Selection:
»»

This is the mail archive of the
systemtap@sourceware.org
mailing list for the systemtap project.
Re: [RFC] Systemtap translator support for hardware breakpoints on
> If my understanding is correct, this is a suggestion that demands an
> 'overcommit' feature (ability to accept requests more than the available
> debug registers) in hw-breakpoints, right?
Actually that's exactly not what I was talking about. It's an
interesting subject to consider (I was the one who originally
proposed such complexity for hw_breakpoint at its inception).
But all I was talking about here is what a stap module can do when a
"allocate it now and forever" call fails. (This might be at script
startup time, or might be later during a module's lifetime if the
putative script-driven dynamic registration feature were used.)
> In its new form (post perf-events integration), hw-breakpoints can
> indeed accept new requests that far exceed the number of underlying
> debug registers. This can be achieved by making an 'un-pinned' breakpoint
> request, where every such request gets a chance to use the debug
> register in a round-robin fashion (all this is provided by perf-events
> infrastructure anyway).

««

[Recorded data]

»»

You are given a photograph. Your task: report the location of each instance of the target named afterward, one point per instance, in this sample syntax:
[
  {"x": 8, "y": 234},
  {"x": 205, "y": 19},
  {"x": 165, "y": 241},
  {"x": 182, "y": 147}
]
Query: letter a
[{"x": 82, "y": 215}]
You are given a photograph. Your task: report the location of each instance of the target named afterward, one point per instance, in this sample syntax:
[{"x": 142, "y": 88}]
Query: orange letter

««

Requirements:
1/ From the systemtap mailing list message, return the passage that begins with the words containing "Re: [RFC] Systemtap" and ends with "in hw-breakpoints, right?".
2/ Resume the mailing list reply about hardware breakpoints, picking up right after its last sentence.

Final results:
1/
Re: [RFC] Systemtap translator support for hardware breakpoints on
> If my understanding is correct, this is a suggestion that demands an
> 'overcommit' feature (ability to accept requests more than the available
> debug registers) in hw-breakpoints, right?

2/
I don't understand what "round-robin" means for breakpoints. When
you let the kernel execute normally again after registration, either
my breakpoint is enabled or it isn't. There is no meaningful sense
in which you can "time-share" a hardware breakpoint slot. (That is,
except for doing per-task registrations, which is a different
semantics entirely.)
> Presently, the breakpoint infrastructure does not provide callbacks that
> can be invoked whenever an 'un-pinned' breakpoint request is
> scheduled-in/out (analogous to .enabled and .disabled). We could pursue
> to get support for the same (of course, that would require a good
> in-kernel user to convince the community!).
I am having trouble imagining what any kind of "scheduled-in/out"
could possibly useful to do at all if you don't notify me about
whether or not my breakpoint is in place. A "best effort"
breakpoint, that might be caught and might not be and who knows
whether it's really installed, is just not useful. I must be
missing the essence of what you mean.
The thing I had talked about before was each hw_breakpoint
registration having a priority number. When another registration
comes along with a higher priority, it can boot yours and make a
callback so you know it's been stolen. Conversely, when a competing
registration goes away, the highest-priority registration-in-waiting
gets installed and gets a callback to tell you it's now active. (I
guess really there could just be a single notifier list that gets
called when a slot becomes free, so the suitors can try again to see
whose priority wins. Whatever.) But you've said this is not what
it does now.
Anyway, that kind of dynamicism is not what I was talking about here.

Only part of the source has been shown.